EXTRACT PROVIDED:
__________

The Attitude with Arnie Arnesen
opening thoughts: thoughts from Minnesota and a cop speaks to the moment
producers: Dave Scott and Stephanie Collins
Chloé LaCasse (the best of the attitude)
streaming live at wnhnfm.org noon EST on the dial-94.7FM Concord NH opening thoughts:
From a friend I met at ST.Olaf College in Northfield MN and is now living in Norway.
My dad drove a school bus in his later years. He loved those kids, and they him. He was against installing video cameras in the buses to handle the kids, his philosophy being you should just talk with them. I wonder what he would think of armed ICE agents overwhelming his bus.
A friend living just south of Minneapolis/St. Paul shared this account from a mom there. The shooting, dragging people out of their homes and cars, and other violent and unnecessary acts are horrendous. In addition there are all the arrests and harassments which are not making the news, but are traumatizing kids witnessing and wondering what is happening:
«This note is for those of you not in a heavily ICE-patrolled area. This inhumanity and cruelty is actually happening.

__________

DIRECTION 1:
Please repeat a passage from the radio show page word for word: begin at the words "The Attitude with" and stop after "living in Norway.".
DIRECTION 2:
Who are the producers named on the radio show page?

EXTRACTED ENTRIES:
__________

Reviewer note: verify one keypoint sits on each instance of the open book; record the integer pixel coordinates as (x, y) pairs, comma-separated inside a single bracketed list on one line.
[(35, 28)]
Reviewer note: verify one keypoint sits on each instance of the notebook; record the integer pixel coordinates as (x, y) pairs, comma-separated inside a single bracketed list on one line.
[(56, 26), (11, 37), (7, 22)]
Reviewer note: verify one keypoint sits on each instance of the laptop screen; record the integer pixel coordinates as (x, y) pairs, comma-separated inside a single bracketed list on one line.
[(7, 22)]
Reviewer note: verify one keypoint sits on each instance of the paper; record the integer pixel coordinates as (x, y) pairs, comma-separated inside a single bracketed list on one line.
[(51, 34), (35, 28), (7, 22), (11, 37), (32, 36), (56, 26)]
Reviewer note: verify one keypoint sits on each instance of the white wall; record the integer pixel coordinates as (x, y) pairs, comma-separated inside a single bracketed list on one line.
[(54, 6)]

__________

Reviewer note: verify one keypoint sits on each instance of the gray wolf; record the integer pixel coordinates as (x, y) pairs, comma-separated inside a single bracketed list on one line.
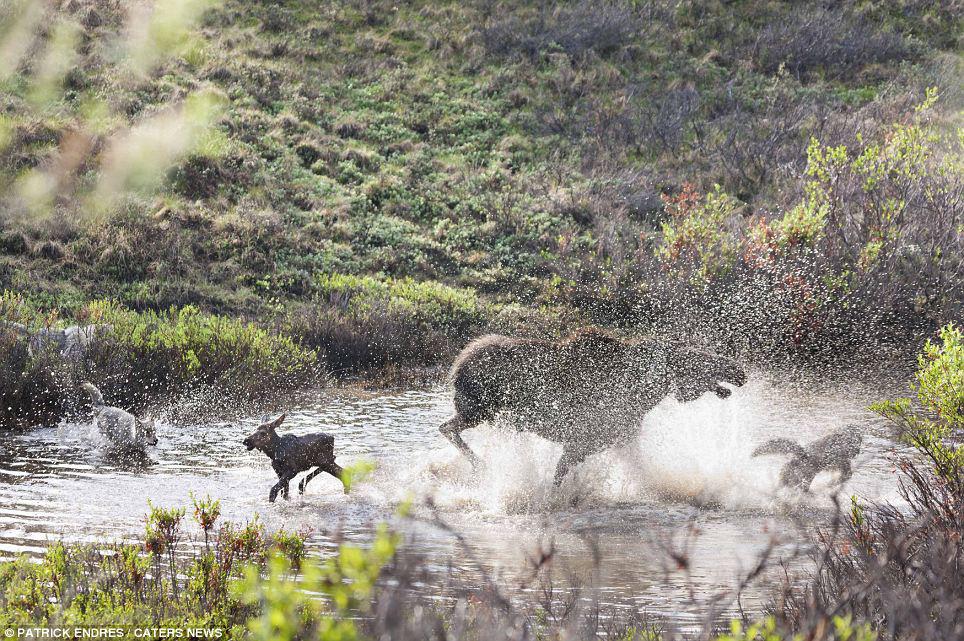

__________

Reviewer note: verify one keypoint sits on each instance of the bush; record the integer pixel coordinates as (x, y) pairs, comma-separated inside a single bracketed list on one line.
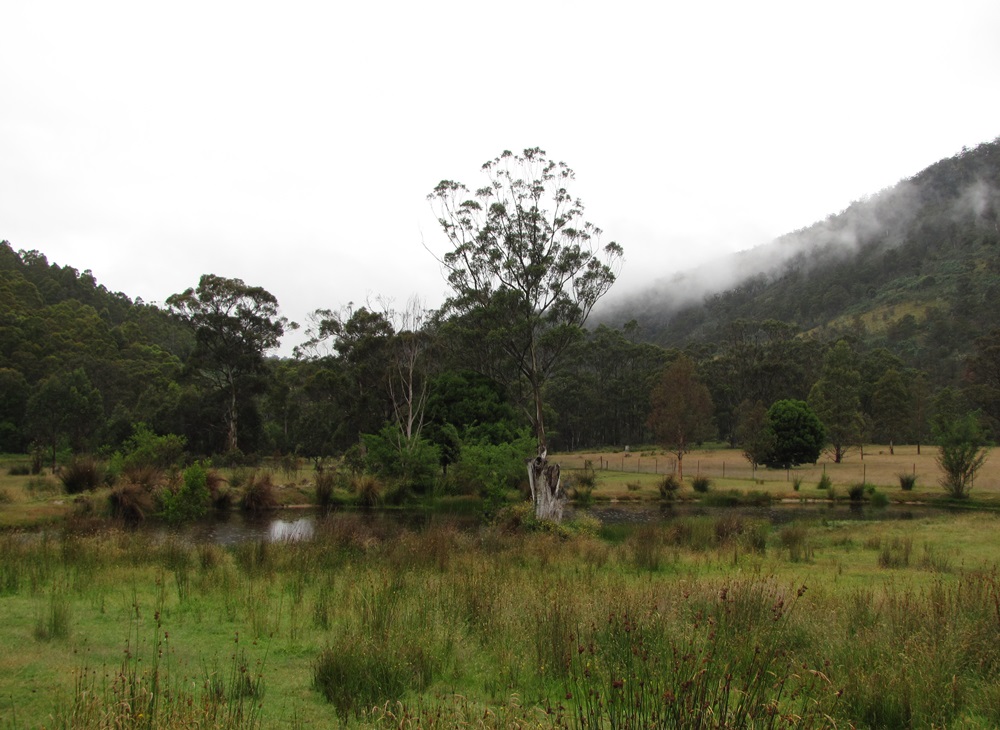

__________

WRITTEN REPLY 1:
The Attitude with Arnie Arnesen
opening thoughts: thoughts from Minnesota and a cop speaks to the moment
producers: Dave Scott and Stephanie Collins
Chloé LaCasse (the best of the attitude)
streaming live at wnhnfm.org noon EST on the dial-94.7FM Concord NH opening thoughts:
From a friend I met at ST.Olaf College in Northfield MN and is now living in Norway.

WRITTEN REPLY 2:
Dave Scott and Stephanie Collins.